INPUT RECORDS start

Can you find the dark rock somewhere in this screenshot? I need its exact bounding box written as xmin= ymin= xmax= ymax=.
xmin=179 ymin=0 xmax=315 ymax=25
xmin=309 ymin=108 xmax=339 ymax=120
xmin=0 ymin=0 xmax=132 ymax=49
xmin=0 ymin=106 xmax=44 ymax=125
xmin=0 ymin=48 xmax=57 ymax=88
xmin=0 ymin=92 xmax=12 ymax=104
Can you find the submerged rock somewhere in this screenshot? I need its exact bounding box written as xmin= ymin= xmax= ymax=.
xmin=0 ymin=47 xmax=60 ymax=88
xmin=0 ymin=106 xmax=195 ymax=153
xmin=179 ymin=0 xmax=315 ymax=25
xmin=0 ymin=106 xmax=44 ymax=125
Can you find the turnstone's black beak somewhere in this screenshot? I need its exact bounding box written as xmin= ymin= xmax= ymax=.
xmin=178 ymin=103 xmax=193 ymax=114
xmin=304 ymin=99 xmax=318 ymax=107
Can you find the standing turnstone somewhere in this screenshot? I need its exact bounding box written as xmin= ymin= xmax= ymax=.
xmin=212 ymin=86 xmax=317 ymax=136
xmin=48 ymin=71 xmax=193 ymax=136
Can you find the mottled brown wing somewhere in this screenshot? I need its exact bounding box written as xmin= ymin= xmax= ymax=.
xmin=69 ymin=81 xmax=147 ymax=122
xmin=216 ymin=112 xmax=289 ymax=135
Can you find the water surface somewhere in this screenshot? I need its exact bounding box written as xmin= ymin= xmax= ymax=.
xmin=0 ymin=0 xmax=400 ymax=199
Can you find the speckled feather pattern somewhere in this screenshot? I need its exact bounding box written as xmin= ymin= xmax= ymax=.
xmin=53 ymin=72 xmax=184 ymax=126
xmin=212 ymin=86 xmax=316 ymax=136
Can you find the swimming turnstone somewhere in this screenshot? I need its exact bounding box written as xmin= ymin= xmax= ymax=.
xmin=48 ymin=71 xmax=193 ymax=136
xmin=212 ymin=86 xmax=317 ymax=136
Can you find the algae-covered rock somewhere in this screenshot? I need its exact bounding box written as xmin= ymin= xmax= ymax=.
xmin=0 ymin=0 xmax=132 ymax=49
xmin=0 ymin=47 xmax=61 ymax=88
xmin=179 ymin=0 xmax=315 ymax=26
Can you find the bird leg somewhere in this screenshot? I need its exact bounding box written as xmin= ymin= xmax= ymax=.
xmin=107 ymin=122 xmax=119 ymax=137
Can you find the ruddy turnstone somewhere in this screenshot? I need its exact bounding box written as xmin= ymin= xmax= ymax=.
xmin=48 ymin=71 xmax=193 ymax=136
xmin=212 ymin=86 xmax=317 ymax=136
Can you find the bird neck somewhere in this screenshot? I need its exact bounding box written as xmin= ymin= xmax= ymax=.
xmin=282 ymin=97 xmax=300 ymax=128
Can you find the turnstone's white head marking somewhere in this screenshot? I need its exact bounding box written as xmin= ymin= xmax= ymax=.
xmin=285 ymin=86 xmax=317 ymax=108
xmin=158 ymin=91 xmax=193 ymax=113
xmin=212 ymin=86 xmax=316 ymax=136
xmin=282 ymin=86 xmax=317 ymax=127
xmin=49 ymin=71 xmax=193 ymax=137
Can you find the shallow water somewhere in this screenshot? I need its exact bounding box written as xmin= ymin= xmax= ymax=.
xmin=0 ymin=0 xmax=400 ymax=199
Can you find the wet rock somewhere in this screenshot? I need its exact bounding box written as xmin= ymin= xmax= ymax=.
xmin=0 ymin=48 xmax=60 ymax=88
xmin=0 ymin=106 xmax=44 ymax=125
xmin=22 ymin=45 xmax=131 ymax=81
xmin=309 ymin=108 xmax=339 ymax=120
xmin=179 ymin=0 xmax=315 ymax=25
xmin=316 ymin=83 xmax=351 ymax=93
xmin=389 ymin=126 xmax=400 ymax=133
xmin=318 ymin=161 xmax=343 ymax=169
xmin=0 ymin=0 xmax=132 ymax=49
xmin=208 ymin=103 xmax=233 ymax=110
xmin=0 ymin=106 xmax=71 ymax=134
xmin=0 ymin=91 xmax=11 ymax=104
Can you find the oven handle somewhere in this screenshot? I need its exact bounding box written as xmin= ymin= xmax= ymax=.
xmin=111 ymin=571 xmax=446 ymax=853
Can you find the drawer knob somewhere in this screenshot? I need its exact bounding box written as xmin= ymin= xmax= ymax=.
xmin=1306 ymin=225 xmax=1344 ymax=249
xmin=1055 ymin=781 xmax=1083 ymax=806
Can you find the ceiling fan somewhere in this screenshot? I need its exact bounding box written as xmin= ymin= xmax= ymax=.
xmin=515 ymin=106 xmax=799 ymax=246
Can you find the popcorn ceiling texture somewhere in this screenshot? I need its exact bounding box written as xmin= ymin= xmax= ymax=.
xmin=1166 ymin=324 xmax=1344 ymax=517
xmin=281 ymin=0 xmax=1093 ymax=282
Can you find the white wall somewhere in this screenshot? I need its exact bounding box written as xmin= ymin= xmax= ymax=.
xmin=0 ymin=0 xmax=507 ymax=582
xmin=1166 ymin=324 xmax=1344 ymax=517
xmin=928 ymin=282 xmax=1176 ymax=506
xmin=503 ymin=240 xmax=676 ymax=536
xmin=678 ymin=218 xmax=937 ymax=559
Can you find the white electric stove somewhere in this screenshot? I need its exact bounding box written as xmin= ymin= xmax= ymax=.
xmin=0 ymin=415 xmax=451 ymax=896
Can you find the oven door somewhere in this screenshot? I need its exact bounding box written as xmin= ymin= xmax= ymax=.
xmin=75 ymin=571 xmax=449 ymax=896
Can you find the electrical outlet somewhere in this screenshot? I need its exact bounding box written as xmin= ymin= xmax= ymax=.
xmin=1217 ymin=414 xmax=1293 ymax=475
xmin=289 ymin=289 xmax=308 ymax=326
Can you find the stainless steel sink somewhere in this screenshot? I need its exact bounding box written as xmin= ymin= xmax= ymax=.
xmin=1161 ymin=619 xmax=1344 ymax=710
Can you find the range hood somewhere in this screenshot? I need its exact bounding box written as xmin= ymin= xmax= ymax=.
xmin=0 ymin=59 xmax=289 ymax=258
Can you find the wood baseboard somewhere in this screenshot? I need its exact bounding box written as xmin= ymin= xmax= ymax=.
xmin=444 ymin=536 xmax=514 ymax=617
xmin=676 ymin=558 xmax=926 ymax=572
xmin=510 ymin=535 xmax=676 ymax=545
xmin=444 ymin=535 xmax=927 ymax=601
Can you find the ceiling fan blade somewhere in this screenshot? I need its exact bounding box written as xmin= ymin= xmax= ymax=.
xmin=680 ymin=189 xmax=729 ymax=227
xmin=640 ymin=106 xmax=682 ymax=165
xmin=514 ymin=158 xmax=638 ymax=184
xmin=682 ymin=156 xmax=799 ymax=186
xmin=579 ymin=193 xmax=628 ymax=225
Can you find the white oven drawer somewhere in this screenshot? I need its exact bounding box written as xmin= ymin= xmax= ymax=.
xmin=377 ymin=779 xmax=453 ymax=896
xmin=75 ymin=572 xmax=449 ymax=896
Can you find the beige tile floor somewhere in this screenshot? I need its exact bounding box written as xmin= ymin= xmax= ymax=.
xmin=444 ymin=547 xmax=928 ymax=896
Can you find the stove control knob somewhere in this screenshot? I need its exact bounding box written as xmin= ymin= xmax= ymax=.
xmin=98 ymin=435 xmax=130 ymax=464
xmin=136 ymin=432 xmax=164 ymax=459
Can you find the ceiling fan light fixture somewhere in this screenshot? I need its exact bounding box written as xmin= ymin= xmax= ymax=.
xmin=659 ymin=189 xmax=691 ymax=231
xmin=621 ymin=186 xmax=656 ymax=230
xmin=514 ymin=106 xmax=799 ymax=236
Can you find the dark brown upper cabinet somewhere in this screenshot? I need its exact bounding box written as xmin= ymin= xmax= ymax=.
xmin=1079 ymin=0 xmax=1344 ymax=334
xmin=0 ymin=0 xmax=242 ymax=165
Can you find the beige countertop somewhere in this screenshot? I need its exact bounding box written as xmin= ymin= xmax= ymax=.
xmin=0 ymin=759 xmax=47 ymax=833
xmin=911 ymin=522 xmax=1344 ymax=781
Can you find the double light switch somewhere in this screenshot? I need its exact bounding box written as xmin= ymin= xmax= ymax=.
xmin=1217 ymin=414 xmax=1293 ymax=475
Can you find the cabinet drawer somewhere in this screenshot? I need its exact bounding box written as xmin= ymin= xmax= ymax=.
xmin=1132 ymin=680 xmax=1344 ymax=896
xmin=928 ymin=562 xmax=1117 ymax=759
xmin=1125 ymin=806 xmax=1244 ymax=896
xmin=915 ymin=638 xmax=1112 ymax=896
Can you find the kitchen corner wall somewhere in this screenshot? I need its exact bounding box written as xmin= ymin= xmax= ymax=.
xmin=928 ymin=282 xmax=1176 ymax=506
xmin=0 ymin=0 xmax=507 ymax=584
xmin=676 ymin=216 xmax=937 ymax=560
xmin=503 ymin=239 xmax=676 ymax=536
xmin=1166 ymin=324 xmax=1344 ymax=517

INPUT RECORDS end

Can you collect every line above that contains the string "beige"? Case counts, so copy only lines where it appears with that same capitalization.

Can you find the beige tile floor somewhere in this screenshot? I need its exact bounding box written as xmin= ymin= xmax= ymax=.
Can you find the beige countertop somewhere in this screenshot? I need its exact bounding box written as xmin= ymin= xmax= ymax=.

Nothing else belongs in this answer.